> **Text**:

________________________________________

The aim of this article is not to discuss how accelerations are produced by forces, nor how angular accelerations are produced by torques, and therefore we will be focusing on the top half of this table.

The main reason that rotational motion is more complicated than translational motion is that the space of rotations is not a linear space — it is `curved’. In a linear space, a constant velocity moves you along a straight line; in the space of rotations, a constant angular velocity moves you along a curve.

The Rotational Equations

The key piece of information missing from the table above is the relation between the angular velocity, \omega, and the time derivative of the rotation, \dot R (or \dot q).

For rotation matrices this is
\dot R=\omega_{\times} R,

where \omega_{\times} is an anti-symmetric matrix describing the linear map x\mapsto\omega\times x, called the cross-product matrix,
\omega_{\times} = \left[\begin{array}{ccc}0 & -\omega_3 & \omega_2\\\omega_3 & 0 & -\omega_1\\-\omega_2 & \omega_1 & 0\end{array}\right].

For the mathematically literate, \omega_{\times} is an element of the Lie algebra \mathfrak{so}(3,\mathbb R), the tangent space to \mathrm{SO}(3,\mathbb R) at the identity. The conversion \omega\mapsto\omega_{\times} is an isomorphism between our physical space \mathbb R^3 and \mathfrak{so}(3,\mathbb R), which is possible as they are of the same dimension. Under this identification, the cross product coincides with the matrix commutator, which is the Lie bracket for the algebra. The time derivative \dot R is a tangent vector at R, which is given by the pushforward of \omega_{\times} by right translation.

The quaternionic version of this is
\dot q=\frac 12\omega q,

where \omega is interpreted as an imaginary quaternion and the multiplication is quaternionic. The identification of vectors with imaginary quaternions is analogous to the identification of vectors with anti-symmetric matrices, as the imaginary quaternions form the tangent space to the unit quaternions at the identity, 1. The factor of \frac 12 comes from the property that each rotation is described by two unique unit quaternions, whereas there is only one rotation matrix.

Integrating the Rotational Equations

The easy part of the integration is the angular velocity, which, assuming constant angular acceleration gives

\omega'=\omega + \alpha\Delta t.

However the other equation is not so straightforward.

In the special case that \alpha=0, the angular velocity is constant and the solution is given by the exponential map

R'=\exp(\omega_{\times}\Delta t) R
q'=\exp(\frac 12 \omega\Delta t) q.

But when \alpha\neq 0 and \omega varies with time, this becomes much more complicated. The solution can be written as an infinite series via the Magnus expansion,

R'=\exp( \Omega_{\times} ) R
\Omega=\Omega_1 + \Omega_2 + \cdots.

For constant angular acceleration, we can compute the first few of these terms by hand,

\Omega_1 = \frac 12 (\omega+\omega')\ \Delta t
\Omega_2 = \frac{1}{12}\ \alpha\times\omega\ \Delta t^3 = \frac{1}{12}\ \omega'\times\omega\ \Delta t^2
\Omega_3 = \frac{1}{240}\ \alpha\times(\alpha\times\omega)\ \Delta t^5.

________________________________________

> **Recorded information**:
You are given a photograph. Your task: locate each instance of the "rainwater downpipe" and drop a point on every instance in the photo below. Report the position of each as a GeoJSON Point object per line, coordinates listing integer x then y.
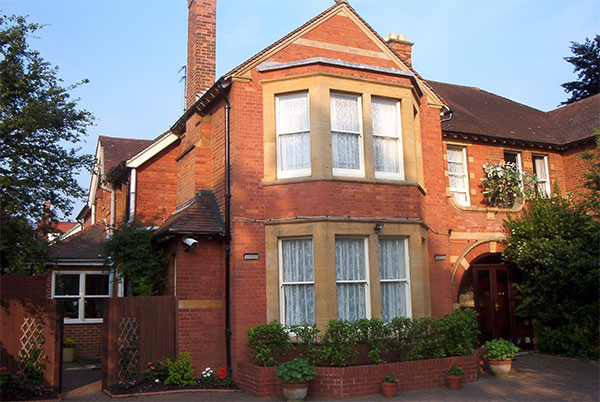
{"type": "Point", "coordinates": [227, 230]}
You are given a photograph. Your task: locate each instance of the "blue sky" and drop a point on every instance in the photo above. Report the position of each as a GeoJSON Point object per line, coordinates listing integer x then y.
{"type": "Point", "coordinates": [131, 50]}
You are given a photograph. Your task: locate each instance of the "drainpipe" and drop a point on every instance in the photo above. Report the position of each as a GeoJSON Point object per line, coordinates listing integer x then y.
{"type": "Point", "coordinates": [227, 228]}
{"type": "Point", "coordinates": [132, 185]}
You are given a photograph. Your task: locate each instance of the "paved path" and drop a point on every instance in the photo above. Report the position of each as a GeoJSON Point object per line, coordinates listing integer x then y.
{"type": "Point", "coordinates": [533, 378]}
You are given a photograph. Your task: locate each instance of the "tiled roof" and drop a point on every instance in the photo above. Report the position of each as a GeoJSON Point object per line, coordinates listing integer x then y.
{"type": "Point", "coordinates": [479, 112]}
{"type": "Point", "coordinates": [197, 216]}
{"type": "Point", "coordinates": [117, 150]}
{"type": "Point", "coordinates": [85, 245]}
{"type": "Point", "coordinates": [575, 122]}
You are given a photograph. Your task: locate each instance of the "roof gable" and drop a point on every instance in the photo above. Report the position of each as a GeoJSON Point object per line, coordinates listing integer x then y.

________________________________________

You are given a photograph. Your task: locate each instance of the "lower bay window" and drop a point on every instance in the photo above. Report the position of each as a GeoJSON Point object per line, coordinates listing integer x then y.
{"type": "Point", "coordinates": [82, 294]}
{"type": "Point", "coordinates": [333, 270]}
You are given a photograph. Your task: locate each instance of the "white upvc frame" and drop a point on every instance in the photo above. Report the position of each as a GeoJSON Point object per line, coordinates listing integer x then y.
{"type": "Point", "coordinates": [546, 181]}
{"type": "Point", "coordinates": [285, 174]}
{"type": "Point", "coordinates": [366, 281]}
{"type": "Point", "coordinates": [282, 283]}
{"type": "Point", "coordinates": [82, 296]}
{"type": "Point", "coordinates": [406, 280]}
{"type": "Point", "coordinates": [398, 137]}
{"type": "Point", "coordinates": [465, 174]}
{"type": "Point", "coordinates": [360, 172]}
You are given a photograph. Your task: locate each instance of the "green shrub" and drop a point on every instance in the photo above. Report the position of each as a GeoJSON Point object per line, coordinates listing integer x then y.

________________________________________

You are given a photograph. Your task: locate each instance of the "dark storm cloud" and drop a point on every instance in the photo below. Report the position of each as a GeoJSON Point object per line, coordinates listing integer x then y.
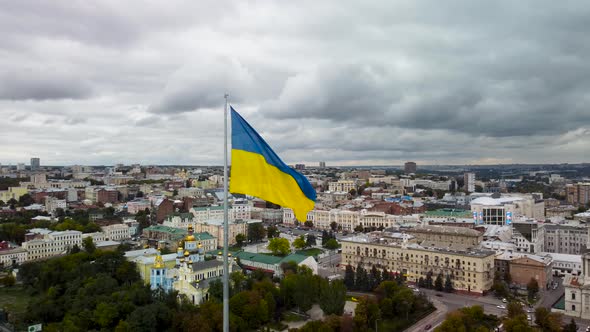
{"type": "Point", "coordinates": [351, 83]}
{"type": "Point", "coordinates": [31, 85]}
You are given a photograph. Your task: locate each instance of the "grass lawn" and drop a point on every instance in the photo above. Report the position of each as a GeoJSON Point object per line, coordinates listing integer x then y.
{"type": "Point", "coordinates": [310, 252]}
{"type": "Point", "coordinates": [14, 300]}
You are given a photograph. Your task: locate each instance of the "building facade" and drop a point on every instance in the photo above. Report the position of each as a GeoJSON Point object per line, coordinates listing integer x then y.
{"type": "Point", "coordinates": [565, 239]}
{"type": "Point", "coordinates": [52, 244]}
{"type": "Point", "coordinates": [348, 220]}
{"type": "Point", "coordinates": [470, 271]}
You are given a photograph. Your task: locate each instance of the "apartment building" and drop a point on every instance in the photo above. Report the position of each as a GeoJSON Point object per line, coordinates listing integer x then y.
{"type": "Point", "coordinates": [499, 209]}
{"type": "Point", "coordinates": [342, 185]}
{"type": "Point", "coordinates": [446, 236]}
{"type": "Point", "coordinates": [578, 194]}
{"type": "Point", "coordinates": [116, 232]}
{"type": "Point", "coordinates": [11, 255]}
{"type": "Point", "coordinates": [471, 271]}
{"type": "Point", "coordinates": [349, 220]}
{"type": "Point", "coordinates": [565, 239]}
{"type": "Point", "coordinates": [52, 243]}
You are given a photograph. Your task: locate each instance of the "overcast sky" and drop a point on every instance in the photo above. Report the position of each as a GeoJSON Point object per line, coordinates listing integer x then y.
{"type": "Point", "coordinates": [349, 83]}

________________________________________

> **What you should do**: Quote verbatim the passage of the rotational motion text from "The easy part" to "not so straightforward.".

> **Final answer**:
The easy part of the integration is the angular velocity, which, assuming constant angular acceleration gives

\omega'=\omega + \alpha\Delta t.

However the other equation is not so straightforward.